→ EXTRACT:
* begin *

When college football recruiters started taking an interest in my son’s skills on the gridiron, I came to a useful realization: When it comes to attracting talent and developing winning teams, head coaches and group fitness directors have a lot of parallel priorities.
Just like football coaches, we—as group fitness directors—need to anticipate our staffing needs for years down the road. We have to keep a sharp eye out for instructors who can strengthen our team and excite our fans. And once recruits join the team, we have to nurture their talents and develop their skills.
If you’re a group fitness director looking for fresh ideas about hiring talented instructors, you’ll find plenty of guidance in the recruiting tactics of college football coaches. Here’s what I learned when my son’s high-school performance caught the eye of those coaches.
Recruiting Never Stops
College football recruiting does not happen at the last minute when a roster space opens up. It’s never as simple as asking volunteers, “Who wants to play ball?” Coaches recruit year-round for all positions—even if they do not need to fill a particular slot at the moment. They follow a meticulous process to ensure that they’re building strong teams.
Coaches are always scouting for proven talent—and for raw-talent prospects who might be molded to fit the team’s game plan. They always know what positions need to be filled now, and they must also be able to anticipate future roster openings.
Group fitness directors must be savvy in the same way—if they hope to develop a motivating team that will pack the room with raving fans. Recruiting someone who may “warm the bench” while developing the necessary skills can help you avoid hiring the wrong person out of desperation. As we recruit, we must consider whether candidates are right for our program and whether our program is right for the candidates.

* end *

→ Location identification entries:
* begin *

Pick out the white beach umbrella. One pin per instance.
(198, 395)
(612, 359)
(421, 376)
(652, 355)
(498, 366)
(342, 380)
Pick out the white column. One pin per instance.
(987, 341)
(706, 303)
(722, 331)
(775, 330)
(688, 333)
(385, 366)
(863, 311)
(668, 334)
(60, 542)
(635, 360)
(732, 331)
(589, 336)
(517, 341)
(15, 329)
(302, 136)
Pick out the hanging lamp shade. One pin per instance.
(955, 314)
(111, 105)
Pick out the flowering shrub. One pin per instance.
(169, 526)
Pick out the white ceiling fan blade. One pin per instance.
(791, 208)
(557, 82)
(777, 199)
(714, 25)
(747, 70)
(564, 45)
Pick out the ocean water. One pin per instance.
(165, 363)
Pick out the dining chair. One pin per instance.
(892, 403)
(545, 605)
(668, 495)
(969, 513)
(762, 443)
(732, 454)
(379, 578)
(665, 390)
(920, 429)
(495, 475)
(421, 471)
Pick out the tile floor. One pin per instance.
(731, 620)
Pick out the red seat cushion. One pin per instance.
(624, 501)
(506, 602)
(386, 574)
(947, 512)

* end *

→ TASK BRIEF:
Write out the recruiting text above, starting with "If you’re a" and going on through "future roster openings.", and switch each "roster" to "lineup".

→ SOLUTION FOR THIS EXERCISE:
If you’re a group fitness director looking for fresh ideas about hiring talented instructors, you’ll find plenty of guidance in the recruiting tactics of college football coaches. Here’s what I learned when my son’s high-school performance caught the eye of those coaches.
Recruiting Never Stops
College football recruiting does not happen at the last minute when a lineup space opens up. It’s never as simple as asking volunteers, “Who wants to play ball?” Coaches recruit year-round for all positions—even if they do not need to fill a particular slot at the moment. They follow a meticulous process to ensure that they’re building strong teams.
Coaches are always scouting for proven talent—and for raw-talent prospects who might be molded to fit the team’s game plan. They always know what positions need to be filled now, and they must also be able to anticipate future lineup openings.